▶ [Task 1] Please retype the part of the blog post between "I know that" and "with Charles Manson.", inclusive.
▶ [Task 2] From the blog post, list every activity the writer says they did today.

▶ [Selected excerpt]
/---

Lame Blog Day

I know that “lame blog” is an oxymoron, since blogs are the definition of cool, but I feel like I haven’t worked very hard at being entertaining today. I apologize to all the minions of people who have left me comments (you know who you are, blood relatives), and who are downloading my blog to their cell phones via RSS feed. Today I was busy shopping for fishing poles, teaching a two-year-old about abstract art, and eating Japanese meat that is boiled in the same plastic bag you buy it in. I also butchered Jason & Jessie’s marzipan wedding cake prototype that costs like $10 a slice. My cake knife hand has a life of its own sometimes – a serial killer’s life. My cake knife hand should be locked up with Charles Manson.

Stephen King on Harry Potter

Stephen King made a great career choice when he started writing a column for Entertainment Weekly. I find him so likable and savvy in his pieces (when I remember to read them). I especially liked this column – The Last Word on Harry Potter. Among other things, King talks about how Rowling’s talent as a writer has evolved in tandem with the fictional growth of her characters. And it’s true – the writing in The Deathly Hallows is worlds better than in The Sorcerer’s Stone. I disagree that Rowling is now on par with Martin Amis – he’s amazing in a totally different way – but yeah, it will be interesting to see what she does next with her newfound talent and public following. I’d like to see her abandon Harry and try something more literary and experimental. Or maybe not. Does the world need another MFA-program-type writer? Lastly, this is a funny Onion article – Final Harry Potter Book Blasted for Containing Spoilers. NO MORE BLOGS ABOUT HARRY POTTER.

\---

▶ [Exercise data]
/---

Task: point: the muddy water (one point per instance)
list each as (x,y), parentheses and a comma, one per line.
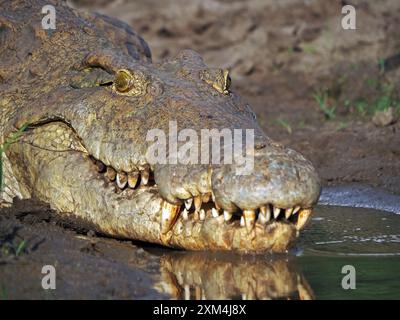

\---

▶ [Answer space 1]
I know that “lame blog” is an oxymoron, since blogs are the definition of cool, but I feel like I haven’t worked very hard at being entertaining today. I apologize to all the minions of people who have left me comments (you know who you are, blood relatives), and who are downloading my blog to their cell phones via RSS feed. Today I was busy shopping for fishing poles, teaching a two-year-old about abstract art, and eating Japanese meat that is boiled in the same plastic bag you buy it in. I also butchered Jason & Jessie’s marzipan wedding cake prototype that costs like $10 a slice. My cake knife hand has a life of its own sometimes – a serial killer’s life. My cake knife hand should be locked up with Charles Manson.

▶ [Answer space 2]
- Shopping for fishing poles
- Teaching a two-year-old about abstract art
- Eating Japanese meat that is boiled in the same plastic bag you buy it in
- Butchering Jason & Jessie's marzipan wedding cake prototype